- PROBLEM DETAILS -
Can you format the data below as a numbered list, leaving out any blank lines?

[Start of ENTRIES SUPPLIED]

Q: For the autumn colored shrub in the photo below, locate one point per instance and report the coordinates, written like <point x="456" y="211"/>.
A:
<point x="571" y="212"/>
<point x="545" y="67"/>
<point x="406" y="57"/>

[End of ENTRIES SUPPLIED]

- PROBLEM SOLUTION -
1. Q: For the autumn colored shrub in the photo below, locate one point per instance and report the coordinates, written like <point x="456" y="211"/>.
2. A:
3. <point x="571" y="212"/>
4. <point x="545" y="67"/>
5. <point x="406" y="57"/>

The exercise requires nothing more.